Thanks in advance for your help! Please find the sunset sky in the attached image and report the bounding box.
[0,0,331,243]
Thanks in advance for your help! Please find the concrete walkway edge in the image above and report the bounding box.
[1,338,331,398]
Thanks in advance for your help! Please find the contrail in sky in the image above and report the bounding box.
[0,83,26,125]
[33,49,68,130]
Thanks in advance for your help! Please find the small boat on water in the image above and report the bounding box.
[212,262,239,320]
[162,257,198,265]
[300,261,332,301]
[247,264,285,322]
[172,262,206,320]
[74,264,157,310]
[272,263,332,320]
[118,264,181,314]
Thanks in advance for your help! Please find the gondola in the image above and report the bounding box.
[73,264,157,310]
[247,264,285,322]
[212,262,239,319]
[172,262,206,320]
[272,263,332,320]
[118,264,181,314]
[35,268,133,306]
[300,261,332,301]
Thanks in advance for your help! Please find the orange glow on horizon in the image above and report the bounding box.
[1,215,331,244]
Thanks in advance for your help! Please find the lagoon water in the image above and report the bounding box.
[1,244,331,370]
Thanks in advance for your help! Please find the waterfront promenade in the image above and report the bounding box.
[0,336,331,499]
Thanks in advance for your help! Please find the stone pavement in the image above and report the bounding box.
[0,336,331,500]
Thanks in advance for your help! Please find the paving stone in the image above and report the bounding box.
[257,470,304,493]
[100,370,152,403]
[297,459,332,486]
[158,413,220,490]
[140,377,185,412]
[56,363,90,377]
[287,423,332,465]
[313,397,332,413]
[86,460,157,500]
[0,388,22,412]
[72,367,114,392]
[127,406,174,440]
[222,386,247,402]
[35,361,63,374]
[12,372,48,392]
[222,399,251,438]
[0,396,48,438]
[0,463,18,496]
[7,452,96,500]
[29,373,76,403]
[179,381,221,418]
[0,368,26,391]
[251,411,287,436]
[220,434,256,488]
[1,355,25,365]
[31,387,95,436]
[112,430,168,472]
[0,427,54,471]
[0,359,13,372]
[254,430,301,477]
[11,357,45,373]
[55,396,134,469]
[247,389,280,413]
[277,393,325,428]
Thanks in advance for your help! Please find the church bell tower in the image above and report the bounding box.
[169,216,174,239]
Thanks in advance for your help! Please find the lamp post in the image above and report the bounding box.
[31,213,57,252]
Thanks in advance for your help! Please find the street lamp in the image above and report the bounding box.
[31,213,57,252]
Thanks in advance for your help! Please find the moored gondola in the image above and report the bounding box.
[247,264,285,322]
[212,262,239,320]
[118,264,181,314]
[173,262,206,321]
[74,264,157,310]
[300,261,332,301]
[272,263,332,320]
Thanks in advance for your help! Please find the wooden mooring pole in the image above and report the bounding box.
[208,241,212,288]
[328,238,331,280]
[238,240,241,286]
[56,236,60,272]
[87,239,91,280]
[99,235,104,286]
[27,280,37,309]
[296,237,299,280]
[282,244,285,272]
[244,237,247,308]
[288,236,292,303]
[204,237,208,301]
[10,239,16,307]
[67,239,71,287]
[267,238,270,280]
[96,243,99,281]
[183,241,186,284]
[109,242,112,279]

=======

Send back all of the entries exactly, with nothing missing.

Thanks in advance for your help! Please find the sunset sky in the attached image and report the bounding box.
[0,0,331,243]
Thanks in advance for your help! Please find the concrete walkway edge in the image above and report the bounding box.
[1,338,331,398]
Thanks in advance for your help! Please find the contrail in sky in the image above and report the bounding box.
[0,83,26,125]
[33,49,68,130]
Thanks in advance for your help! Please find the small boat on water in the image above and report the bounding box.
[212,262,239,320]
[162,257,198,265]
[300,261,332,301]
[247,264,285,322]
[172,262,206,320]
[74,264,157,310]
[272,263,332,320]
[118,264,181,314]
Thanks in advance for your help! Please find the gondola in the image above and report the bounding box.
[73,264,157,310]
[247,264,285,322]
[212,262,239,319]
[172,262,206,320]
[272,263,332,320]
[118,264,181,314]
[35,268,133,306]
[300,261,332,301]
Thanks in advance for your help! Please find the orange glow on horizon in the image above and report the bounding box.
[1,215,331,244]
Thanks in advance for your help! Please find the lagoon water in the image above and report the bounding box.
[1,244,331,370]
Thanks in advance for your help! Please find the waterfront promenade in the image above and report the bounding box.
[0,336,331,499]
Thanks in advance for your help! Please find the stone pavement in the image above and report the bounding box.
[0,336,331,500]
Thanks in advance for your help! Please find the paving stone in the image above and report the bounding box.
[257,470,304,493]
[100,370,152,403]
[297,459,332,486]
[158,413,220,490]
[140,377,185,412]
[56,363,90,377]
[287,423,332,465]
[313,397,332,413]
[86,460,157,500]
[0,388,22,412]
[72,367,114,392]
[127,406,174,440]
[222,386,247,402]
[35,361,63,374]
[12,372,48,392]
[222,399,251,438]
[0,396,48,438]
[0,463,18,496]
[7,452,96,500]
[29,373,76,403]
[179,381,221,418]
[0,368,26,391]
[251,411,287,436]
[220,434,256,488]
[1,355,25,365]
[31,387,95,436]
[112,430,168,472]
[0,427,54,471]
[0,359,13,372]
[254,430,301,477]
[11,357,45,373]
[55,396,134,469]
[247,389,280,413]
[277,393,325,428]
Thanks in advance for your help! Please find the church bell tower in the image above and report the bounding box.
[169,216,174,239]
Thanks in advance for your help! Please find the lamp post in the image above and report the bounding box.
[31,213,57,252]
Thanks in advance for your help! Please find the street lamp in the image above and report the bounding box.
[31,213,57,252]
Thanks in advance for your help! Please find the moored gondola in the image above and report the bounding box.
[247,264,285,322]
[212,262,239,320]
[118,264,181,314]
[173,262,206,321]
[74,264,157,310]
[300,261,332,301]
[272,263,332,320]
Thanks in advance for your help! Please find the wooden mooring pole in the image above and report the bounding box.
[208,241,212,288]
[328,238,331,280]
[238,240,241,286]
[56,236,60,272]
[87,239,91,280]
[99,235,104,286]
[27,280,37,309]
[296,237,299,280]
[282,244,285,272]
[244,237,247,308]
[288,236,292,303]
[204,237,208,301]
[10,239,16,307]
[67,239,71,287]
[267,238,270,280]
[96,243,99,281]
[183,241,186,284]
[109,242,112,279]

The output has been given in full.